50 000 dollars de la honte: les sueurs froides de Samuel Montembeault

50 000 dollars de la honte: les sueurs froides de Samuel Montembeault

Par Marc-André Dubois le 2025-04-17

Parmi les héros silencieux de la saison 2024-2025 du Canadien de Montréal, Samuel Montembeault s’impose sans contredit comme l’un des piliers ayant porté cette jeune équipe jusqu’à une qualification surprise en séries éliminatoires.

Mais derrière cette grande réussite sportive se cache une réalité beaucoup plus cruelle : l’homme le plus perdant dans l’ombre du succès de Montembeault n’est autre que son propre agent, Paul Corbeil.

Et c’est triste à dire, mais au moment même où Montembeault est sur le point d’amorcer une série contre les Capitals de Washington, il traîne au pied une entente salariale qui fait frissonner les observateurs les plus aguerris.

Un contrat de trois saisons, à 3,15 millions par année. Un pacte signé trop tôt, trop modestement, avec trop peu d’anticipation sur le potentiel réel du gardien québécois.

Renaud Lavoie a été cinglant aujourd'hui à TVA Sports :

« Il est deuxième dans la Ligue nationale pour la fiche, une fiche victorieuse de 13 victoires depuis le 22 février. Il y a un autre gardien qui en a plus que lui, il s’appelle Andrei Vasilevskiy. »

▶ Travail demandé
[1] Dans l'article sur Samuel Montembeault, quelle est la durée du contrat du gardien et combien lui rapporte-t-il par année ?
[2] Selon l'article sur Samuel Montembeault, pourquoi l'entente salariale du gardien fait-elle frissonner les observateurs ?
[3] Prolongez l'article sur Samuel Montembeault à la suite de sa dernière phrase.

Enregistrements de formes étiquetées
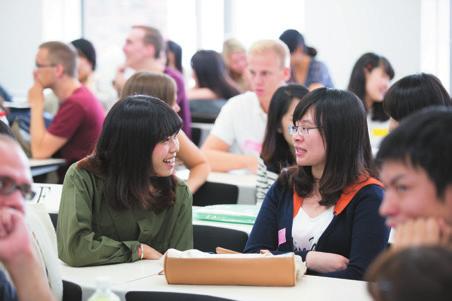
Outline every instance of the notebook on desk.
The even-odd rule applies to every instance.
[[[198,220],[253,225],[259,209],[257,205],[212,205],[197,208],[193,215]]]

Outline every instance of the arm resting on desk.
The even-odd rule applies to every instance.
[[[140,242],[117,241],[94,232],[92,210],[101,200],[97,199],[95,190],[99,187],[93,178],[76,165],[72,165],[66,174],[57,227],[60,259],[71,266],[138,260]]]

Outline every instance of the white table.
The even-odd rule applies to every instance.
[[[74,268],[61,266],[63,279],[79,284],[83,300],[95,289],[98,277],[109,276],[112,289],[125,300],[128,291],[166,291],[230,298],[240,301],[266,300],[371,300],[364,281],[343,280],[317,276],[303,276],[295,287],[168,285],[160,261],[142,260],[134,263]]]
[[[31,169],[31,175],[39,176],[47,174],[52,171],[56,171],[58,167],[66,164],[64,159],[30,159],[29,166]]]
[[[182,169],[176,171],[176,176],[182,180],[187,180],[188,173],[188,169]],[[256,204],[257,176],[255,174],[241,171],[231,173],[210,172],[207,181],[235,185],[239,188],[238,204]]]

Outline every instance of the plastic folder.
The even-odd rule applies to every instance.
[[[198,208],[193,215],[198,220],[252,225],[259,209],[257,205],[212,205]]]

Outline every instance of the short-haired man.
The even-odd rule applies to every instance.
[[[235,96],[223,106],[202,146],[213,171],[256,172],[270,100],[289,78],[289,57],[281,41],[261,40],[251,46],[248,69],[252,92]]]
[[[380,145],[380,213],[395,228],[396,247],[452,242],[451,129],[451,109],[427,108],[404,119]]]
[[[28,91],[31,107],[31,153],[33,158],[49,158],[57,151],[68,166],[94,148],[102,129],[104,109],[77,78],[77,53],[61,42],[39,46]],[[60,106],[49,128],[44,125],[45,88],[52,89]],[[60,176],[63,176],[60,174]],[[62,180],[62,179],[60,179]]]
[[[1,300],[55,300],[25,224],[24,198],[30,194],[27,157],[12,138],[0,135],[0,262],[15,286],[0,269]]]
[[[178,114],[184,122],[183,130],[191,137],[191,114],[185,95],[184,79],[179,71],[165,66],[165,45],[163,36],[158,29],[144,25],[132,26],[122,49],[126,62],[118,69],[114,85],[120,92],[127,80],[125,74],[127,68],[134,71],[165,73],[172,77],[177,86],[176,101],[180,107]]]

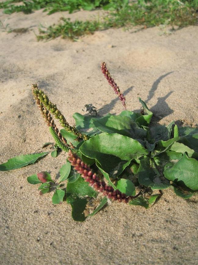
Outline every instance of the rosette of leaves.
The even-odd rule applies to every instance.
[[[159,191],[169,187],[177,195],[189,199],[198,191],[198,128],[178,127],[174,122],[167,126],[152,125],[153,113],[139,100],[143,108],[140,113],[125,110],[118,115],[95,117],[75,113],[75,130],[86,134],[87,138],[77,141],[76,135],[65,129],[60,133],[83,164],[89,165],[107,186],[129,198],[125,202],[129,205],[149,208],[159,198]],[[22,167],[47,153],[11,159],[0,165],[0,170]],[[36,155],[33,160],[29,157]],[[101,196],[75,167],[68,161],[57,180],[53,181],[45,172],[44,183],[38,174],[28,180],[40,183],[40,194],[53,191],[53,203],[66,201],[71,205],[74,220],[82,221],[112,197]]]

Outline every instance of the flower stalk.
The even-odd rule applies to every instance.
[[[125,98],[122,93],[120,92],[119,86],[115,82],[113,78],[111,76],[110,73],[107,70],[106,63],[104,62],[101,64],[101,70],[102,72],[108,81],[109,85],[112,87],[116,94],[119,97],[119,98],[122,102],[123,105],[125,109],[127,109],[125,105]]]
[[[82,134],[75,127],[69,125],[56,105],[49,100],[48,97],[42,90],[38,89],[36,84],[32,85],[32,93],[40,110],[42,106],[45,107],[54,115],[56,119],[58,120],[61,126],[66,131],[72,133],[77,136],[77,140],[80,141],[82,139],[85,141],[88,140],[89,137],[87,135]]]
[[[90,186],[97,191],[101,192],[108,198],[127,203],[130,200],[134,199],[140,195],[138,194],[135,196],[127,196],[118,190],[114,190],[112,187],[107,185],[104,181],[101,180],[96,173],[94,173],[89,167],[84,163],[76,154],[70,150],[68,155],[68,160],[75,170],[81,174],[86,181],[89,182]]]

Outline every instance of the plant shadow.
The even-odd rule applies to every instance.
[[[127,88],[123,93],[124,96],[125,97],[126,95],[132,90],[133,87],[133,86],[130,86]],[[116,97],[115,98],[112,100],[110,103],[106,104],[101,108],[97,110],[97,116],[103,116],[109,113],[112,109],[116,102],[119,100],[119,98]]]

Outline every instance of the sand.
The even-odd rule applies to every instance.
[[[123,110],[101,73],[103,61],[124,92],[128,109],[139,110],[141,97],[156,122],[197,123],[197,27],[168,35],[158,27],[110,29],[77,42],[58,38],[38,42],[34,31],[38,32],[40,23],[49,25],[68,15],[48,16],[42,11],[0,13],[10,28],[29,29],[21,34],[0,29],[0,163],[50,150],[41,148],[53,140],[32,98],[32,83],[45,91],[72,125],[72,114],[84,114],[86,104],[92,103],[101,115]],[[80,11],[69,16],[94,14]],[[169,189],[149,209],[115,202],[76,222],[69,205],[53,205],[51,194],[39,196],[37,186],[27,181],[41,171],[56,177],[66,157],[63,152],[56,158],[48,155],[0,173],[1,265],[198,264],[197,195],[185,200]]]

▶ Réponses dans l'ordre
[1] Le contrat dure trois saisons et lui rapporte 3,15 millions par année.

[2] L'entente a été signée trop tôt et trop modestement. Elle a aussi été conclue avec trop peu d'anticipation sur le potentiel réel du gardien québécois.

[3]
Voilà. On ne parle plus ici d’un simple gardien de soutien. Montembeault est dans la discussion sérieuse pour les meilleurs portiers de la deuxième moitié de saison dans la LNH. Et pourtant, il est payé comme un gardien auxiliaire.

Son pourcentage d’efficacité depuis la pause du tournoi des 4 Nations est de .912, bon pour le 7e rang de la ligue, avec une moyenne de buts alloués de 2,48, tout aussi admirable.

À l’heure où ses homologues de même niveau négocient des contrats de cinq à six millions par année, Montembeault doit se contenter de 3,15 millions bruts… en jouant plus de 60 matchs cette saison.

Ce n’est pas une exagération. Il est l’un des gardiens les plus sollicités de la ligue. Et dans un marché comme Montréal, cela ne pardonne pas.

Prenons un instant pour comparer. Charlie Lindgren, celui-là même que le Canadien avait laissé filer sans trop de regrets il y a quelques années, est aujourd’hui le deuxième gardien des Capitals de Washington.

Il a disputé 39 matchs cette saison. Résultat ? Un contrat de 3 millions par année. Si l’on fait le calcul, cela représente 76 900 $ par match joué.

Montembeault ? En disputant 62 matchs cette saison, cela lui revient à 50 800 $ par match. La différence fait mal au portefeuille.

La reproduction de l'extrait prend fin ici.